══ Given records ══
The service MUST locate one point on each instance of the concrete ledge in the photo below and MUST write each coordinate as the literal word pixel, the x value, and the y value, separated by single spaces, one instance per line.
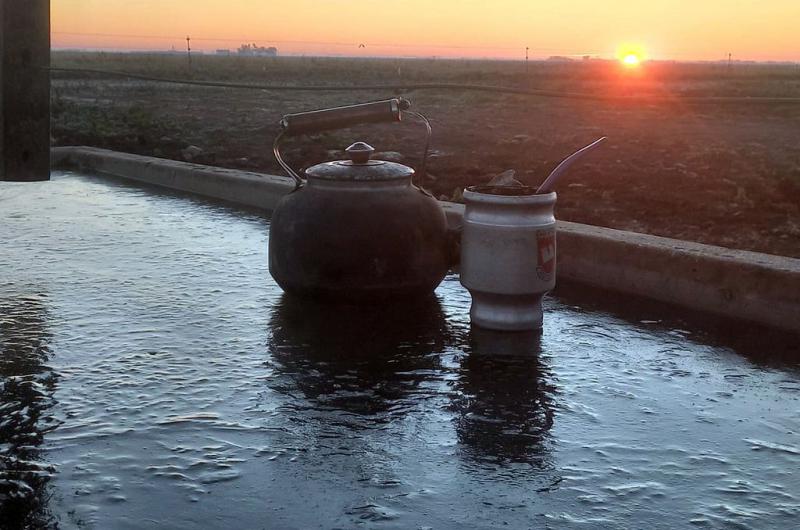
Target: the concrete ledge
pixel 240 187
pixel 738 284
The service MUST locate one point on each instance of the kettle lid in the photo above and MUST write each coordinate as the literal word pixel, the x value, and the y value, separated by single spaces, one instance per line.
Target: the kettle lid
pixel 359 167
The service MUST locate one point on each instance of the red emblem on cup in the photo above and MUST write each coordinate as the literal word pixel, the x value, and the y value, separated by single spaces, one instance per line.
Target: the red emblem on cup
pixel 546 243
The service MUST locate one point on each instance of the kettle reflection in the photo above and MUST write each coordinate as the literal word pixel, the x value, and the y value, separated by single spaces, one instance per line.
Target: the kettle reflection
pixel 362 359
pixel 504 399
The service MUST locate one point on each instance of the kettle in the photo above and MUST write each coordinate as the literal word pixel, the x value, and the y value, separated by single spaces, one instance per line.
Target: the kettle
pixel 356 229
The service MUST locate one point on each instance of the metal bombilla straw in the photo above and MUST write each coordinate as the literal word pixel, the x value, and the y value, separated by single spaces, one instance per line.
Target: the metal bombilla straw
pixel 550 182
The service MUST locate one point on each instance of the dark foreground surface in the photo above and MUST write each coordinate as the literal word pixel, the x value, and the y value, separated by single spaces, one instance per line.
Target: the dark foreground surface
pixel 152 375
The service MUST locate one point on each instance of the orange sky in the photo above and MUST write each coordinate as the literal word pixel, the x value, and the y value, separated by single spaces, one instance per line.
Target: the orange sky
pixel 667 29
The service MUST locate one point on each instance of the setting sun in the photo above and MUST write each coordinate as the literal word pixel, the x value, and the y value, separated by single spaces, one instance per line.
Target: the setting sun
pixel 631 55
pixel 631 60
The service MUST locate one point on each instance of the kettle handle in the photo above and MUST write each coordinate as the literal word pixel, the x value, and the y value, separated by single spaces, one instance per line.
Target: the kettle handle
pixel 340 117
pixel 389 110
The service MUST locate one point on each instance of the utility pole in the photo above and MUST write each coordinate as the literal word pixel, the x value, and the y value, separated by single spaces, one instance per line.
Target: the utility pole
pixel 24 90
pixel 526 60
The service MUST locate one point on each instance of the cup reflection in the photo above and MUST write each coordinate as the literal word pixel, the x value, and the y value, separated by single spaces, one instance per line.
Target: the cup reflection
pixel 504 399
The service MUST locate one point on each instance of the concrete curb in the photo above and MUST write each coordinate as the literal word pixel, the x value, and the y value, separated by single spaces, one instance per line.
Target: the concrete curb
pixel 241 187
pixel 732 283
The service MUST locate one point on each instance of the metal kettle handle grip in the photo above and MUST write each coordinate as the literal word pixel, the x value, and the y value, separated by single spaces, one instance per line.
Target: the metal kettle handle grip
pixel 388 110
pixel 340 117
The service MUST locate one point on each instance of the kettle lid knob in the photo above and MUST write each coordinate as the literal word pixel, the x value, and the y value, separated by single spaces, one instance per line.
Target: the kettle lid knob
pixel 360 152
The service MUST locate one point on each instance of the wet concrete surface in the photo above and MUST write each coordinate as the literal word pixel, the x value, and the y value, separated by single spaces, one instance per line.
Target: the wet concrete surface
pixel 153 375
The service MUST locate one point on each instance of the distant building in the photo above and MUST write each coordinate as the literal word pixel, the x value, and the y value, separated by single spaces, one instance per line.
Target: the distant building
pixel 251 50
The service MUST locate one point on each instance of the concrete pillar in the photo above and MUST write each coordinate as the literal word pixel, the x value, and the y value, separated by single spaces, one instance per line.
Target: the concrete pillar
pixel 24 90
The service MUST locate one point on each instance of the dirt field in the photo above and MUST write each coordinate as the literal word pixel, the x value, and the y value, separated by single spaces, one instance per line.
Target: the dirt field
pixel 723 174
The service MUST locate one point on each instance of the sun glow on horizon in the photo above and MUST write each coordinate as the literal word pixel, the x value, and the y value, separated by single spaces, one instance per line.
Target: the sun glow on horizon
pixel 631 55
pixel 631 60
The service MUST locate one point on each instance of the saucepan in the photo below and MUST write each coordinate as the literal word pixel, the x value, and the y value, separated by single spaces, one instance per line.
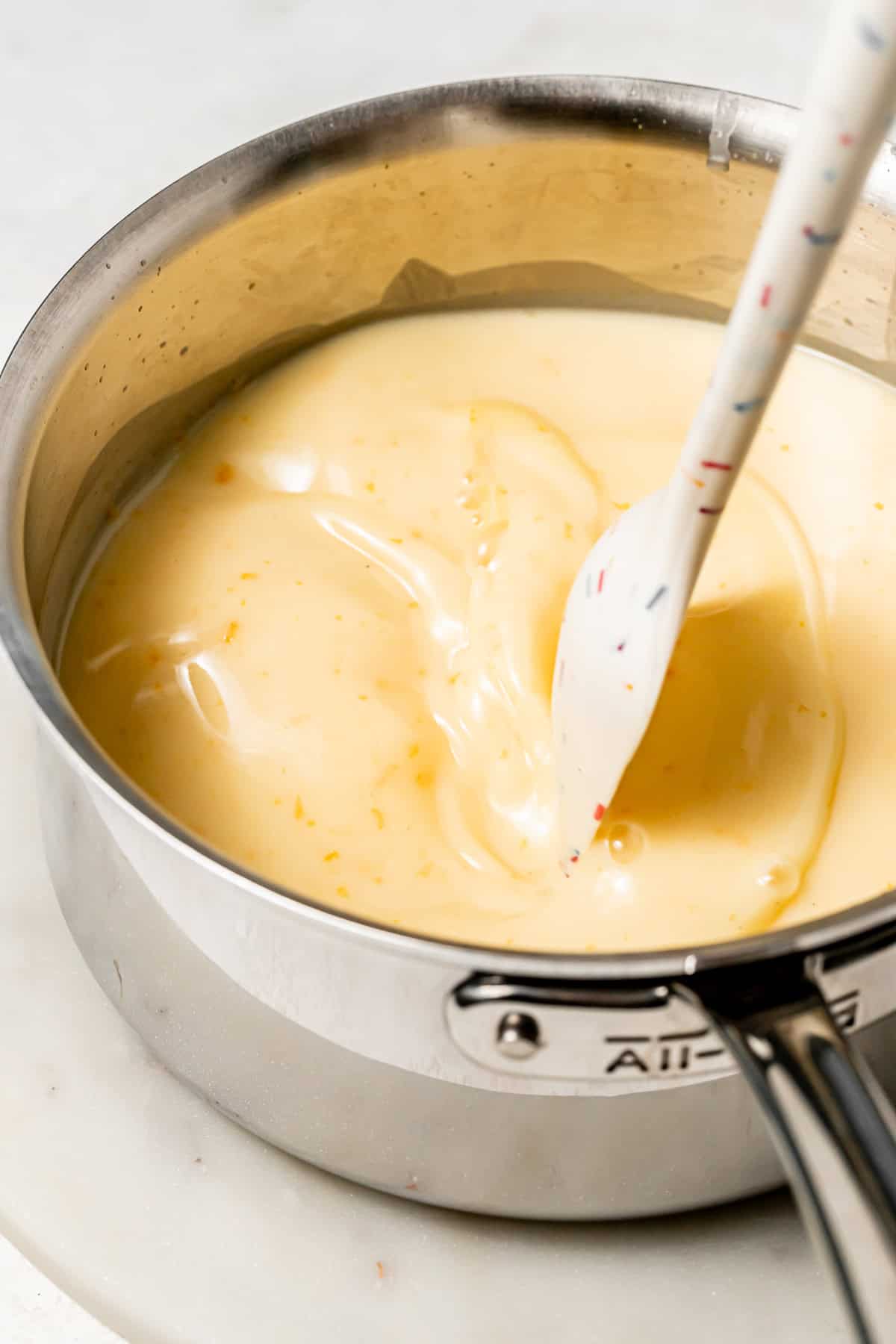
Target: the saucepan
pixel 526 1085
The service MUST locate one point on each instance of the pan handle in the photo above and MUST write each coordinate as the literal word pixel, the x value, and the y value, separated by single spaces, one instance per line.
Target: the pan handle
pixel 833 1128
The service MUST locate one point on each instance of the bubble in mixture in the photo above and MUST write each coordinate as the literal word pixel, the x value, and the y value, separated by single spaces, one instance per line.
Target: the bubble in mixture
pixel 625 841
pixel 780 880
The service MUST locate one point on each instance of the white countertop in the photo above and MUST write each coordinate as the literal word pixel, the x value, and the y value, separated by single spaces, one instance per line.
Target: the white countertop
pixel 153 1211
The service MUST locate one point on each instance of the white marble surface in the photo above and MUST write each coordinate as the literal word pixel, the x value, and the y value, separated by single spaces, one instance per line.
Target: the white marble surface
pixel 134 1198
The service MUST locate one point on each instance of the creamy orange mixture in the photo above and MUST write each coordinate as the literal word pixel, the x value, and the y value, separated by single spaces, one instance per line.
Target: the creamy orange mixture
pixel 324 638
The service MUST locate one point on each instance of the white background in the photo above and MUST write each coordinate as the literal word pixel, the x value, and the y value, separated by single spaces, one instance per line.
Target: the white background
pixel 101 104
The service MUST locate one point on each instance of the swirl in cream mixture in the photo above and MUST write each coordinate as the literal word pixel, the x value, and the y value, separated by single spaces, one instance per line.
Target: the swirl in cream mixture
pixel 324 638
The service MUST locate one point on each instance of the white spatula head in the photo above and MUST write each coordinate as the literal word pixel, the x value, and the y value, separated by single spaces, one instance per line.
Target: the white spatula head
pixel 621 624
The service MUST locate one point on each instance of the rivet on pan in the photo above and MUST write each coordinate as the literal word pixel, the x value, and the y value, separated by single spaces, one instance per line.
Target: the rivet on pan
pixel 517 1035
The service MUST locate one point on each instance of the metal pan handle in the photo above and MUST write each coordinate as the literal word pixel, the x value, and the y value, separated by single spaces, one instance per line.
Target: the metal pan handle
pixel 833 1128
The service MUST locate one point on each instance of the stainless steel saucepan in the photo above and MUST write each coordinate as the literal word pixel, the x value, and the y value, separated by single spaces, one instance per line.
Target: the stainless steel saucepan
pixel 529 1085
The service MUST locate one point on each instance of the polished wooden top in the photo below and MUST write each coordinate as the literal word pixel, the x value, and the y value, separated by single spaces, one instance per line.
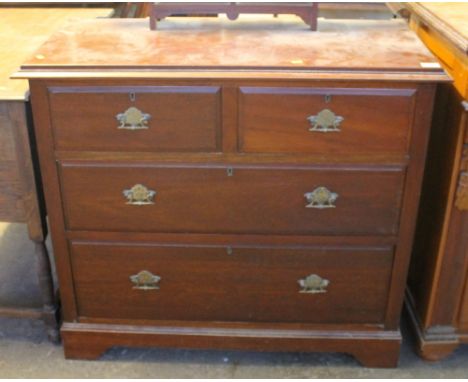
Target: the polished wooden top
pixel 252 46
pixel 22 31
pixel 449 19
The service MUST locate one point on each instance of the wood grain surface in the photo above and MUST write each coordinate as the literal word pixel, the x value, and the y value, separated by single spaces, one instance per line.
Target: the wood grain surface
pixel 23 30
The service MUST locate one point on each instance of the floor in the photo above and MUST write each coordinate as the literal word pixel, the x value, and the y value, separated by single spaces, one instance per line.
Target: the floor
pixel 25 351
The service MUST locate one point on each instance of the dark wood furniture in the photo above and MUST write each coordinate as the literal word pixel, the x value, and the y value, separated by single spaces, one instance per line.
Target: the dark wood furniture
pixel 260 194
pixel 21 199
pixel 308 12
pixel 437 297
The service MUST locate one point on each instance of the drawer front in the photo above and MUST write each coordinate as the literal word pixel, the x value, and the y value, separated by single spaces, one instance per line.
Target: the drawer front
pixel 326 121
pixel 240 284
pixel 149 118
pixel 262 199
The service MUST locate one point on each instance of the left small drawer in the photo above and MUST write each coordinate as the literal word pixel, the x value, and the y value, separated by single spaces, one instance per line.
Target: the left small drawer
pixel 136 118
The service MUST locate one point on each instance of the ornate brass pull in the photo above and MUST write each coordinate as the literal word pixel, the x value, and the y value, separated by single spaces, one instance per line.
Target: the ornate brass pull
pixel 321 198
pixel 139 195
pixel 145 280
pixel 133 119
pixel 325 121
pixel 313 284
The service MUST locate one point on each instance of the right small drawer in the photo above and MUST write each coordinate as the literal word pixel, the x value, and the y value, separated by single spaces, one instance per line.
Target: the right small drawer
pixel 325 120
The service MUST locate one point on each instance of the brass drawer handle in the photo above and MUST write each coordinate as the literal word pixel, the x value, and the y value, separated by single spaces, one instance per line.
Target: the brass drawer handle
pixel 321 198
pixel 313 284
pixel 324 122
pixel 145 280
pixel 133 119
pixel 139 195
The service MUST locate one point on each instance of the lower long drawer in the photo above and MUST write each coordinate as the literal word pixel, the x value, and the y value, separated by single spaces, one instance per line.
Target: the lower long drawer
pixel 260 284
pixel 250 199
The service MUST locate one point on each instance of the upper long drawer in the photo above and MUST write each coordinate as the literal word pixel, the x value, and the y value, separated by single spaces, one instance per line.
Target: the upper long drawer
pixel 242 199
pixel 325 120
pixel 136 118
═══
Exercise task >>
Copy the lines above word for word, leaving out the pictures. Start with the very first line and go on through the line with "pixel 546 243".

Output >>
The service MUST locate one point on each instance of the concrete ledge in the photo below and MUST write each coordinate as the literal word pixel, the x value, and the y value, separated by single spaces, one instance per line.
Target: the concrete ledge
pixel 240 187
pixel 738 284
The service MUST locate one point on each instance of the kettle lid in the photo above and MUST write each coordinate as the literal word pixel, the x value, and the y value, separated by single spaces, one instance per line.
Target: the kettle lid
pixel 359 167
The service MUST locate one point on each instance of the red emblem on cup in the photo above and MUST write each coordinate as the literal word pixel, the x value, and the y value, separated by single spaces, one instance per line.
Target: the red emblem on cup
pixel 546 243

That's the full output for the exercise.